— Extracted data entries —
##########

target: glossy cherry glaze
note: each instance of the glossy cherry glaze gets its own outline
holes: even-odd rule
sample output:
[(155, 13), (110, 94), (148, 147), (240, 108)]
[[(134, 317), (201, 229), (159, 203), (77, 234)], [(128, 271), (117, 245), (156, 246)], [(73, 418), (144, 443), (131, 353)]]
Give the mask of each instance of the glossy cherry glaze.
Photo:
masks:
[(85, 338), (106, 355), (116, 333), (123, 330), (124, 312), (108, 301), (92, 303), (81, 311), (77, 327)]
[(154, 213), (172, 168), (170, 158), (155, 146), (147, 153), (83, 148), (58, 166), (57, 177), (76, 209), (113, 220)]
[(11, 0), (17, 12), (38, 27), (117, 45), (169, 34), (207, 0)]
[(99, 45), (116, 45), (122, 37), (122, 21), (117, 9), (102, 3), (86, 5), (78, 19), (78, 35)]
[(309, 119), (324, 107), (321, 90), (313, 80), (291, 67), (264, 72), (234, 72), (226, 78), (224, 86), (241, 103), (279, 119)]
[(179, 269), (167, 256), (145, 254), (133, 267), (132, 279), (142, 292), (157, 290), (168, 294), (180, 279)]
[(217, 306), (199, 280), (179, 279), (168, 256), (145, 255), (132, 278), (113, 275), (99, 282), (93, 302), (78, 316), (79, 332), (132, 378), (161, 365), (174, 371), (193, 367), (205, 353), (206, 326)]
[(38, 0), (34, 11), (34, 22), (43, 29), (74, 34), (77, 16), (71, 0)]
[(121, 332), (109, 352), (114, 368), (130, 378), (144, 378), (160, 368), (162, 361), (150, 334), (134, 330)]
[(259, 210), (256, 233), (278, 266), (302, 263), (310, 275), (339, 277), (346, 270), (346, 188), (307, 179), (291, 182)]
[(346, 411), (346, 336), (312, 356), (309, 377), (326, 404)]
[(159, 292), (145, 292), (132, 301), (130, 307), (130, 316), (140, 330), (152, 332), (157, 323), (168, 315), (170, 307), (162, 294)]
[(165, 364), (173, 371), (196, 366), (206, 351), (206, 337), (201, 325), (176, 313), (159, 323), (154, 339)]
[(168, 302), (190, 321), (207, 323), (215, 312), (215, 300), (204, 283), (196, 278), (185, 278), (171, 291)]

##########

— To do —
Copy every row above verbatim, keeping each line unchanged.

— Result —
target: glossy cherry glaze
note: each instance of the glossy cherry glaze gets its own outline
holes: even-odd rule
sample output:
[(155, 13), (110, 94), (148, 147), (240, 108)]
[[(134, 317), (201, 229), (159, 203), (77, 234)], [(128, 271), (117, 245), (156, 246)], [(73, 418), (144, 443), (131, 353)]]
Give the mask of each instance of the glossy cherry glaze.
Photo:
masks:
[(85, 338), (106, 355), (116, 333), (123, 330), (124, 312), (108, 301), (92, 303), (81, 311), (77, 327)]
[(154, 213), (172, 168), (170, 158), (155, 146), (147, 153), (83, 148), (58, 166), (57, 177), (76, 209), (113, 220)]
[(11, 0), (17, 12), (38, 27), (117, 45), (169, 34), (207, 0)]
[(99, 45), (116, 45), (122, 37), (122, 21), (117, 9), (102, 3), (86, 5), (78, 19), (78, 35)]
[(309, 119), (324, 107), (321, 90), (313, 80), (291, 67), (264, 72), (234, 72), (226, 78), (224, 86), (241, 103), (279, 119)]
[(179, 269), (167, 256), (145, 254), (133, 267), (132, 279), (142, 292), (157, 290), (168, 294), (180, 279)]
[(217, 306), (199, 280), (179, 279), (168, 256), (145, 255), (132, 278), (113, 275), (99, 282), (93, 302), (78, 316), (79, 332), (132, 378), (161, 365), (174, 371), (193, 367), (205, 353), (206, 326)]
[(38, 0), (34, 11), (34, 22), (43, 29), (74, 34), (77, 16), (71, 0)]
[(121, 332), (109, 352), (114, 368), (130, 378), (144, 378), (160, 368), (162, 361), (150, 334), (134, 330)]
[(259, 210), (256, 233), (278, 266), (302, 263), (310, 275), (339, 277), (346, 270), (346, 188), (307, 179), (291, 182)]
[(346, 411), (346, 336), (312, 356), (309, 377), (326, 404)]
[(159, 292), (145, 292), (132, 301), (130, 307), (130, 316), (140, 330), (152, 332), (157, 323), (168, 315), (170, 307), (162, 294)]
[(165, 364), (173, 371), (196, 366), (206, 351), (206, 337), (201, 325), (176, 313), (159, 323), (154, 339)]
[(168, 302), (190, 321), (207, 323), (215, 312), (215, 300), (204, 283), (196, 278), (185, 278), (171, 291)]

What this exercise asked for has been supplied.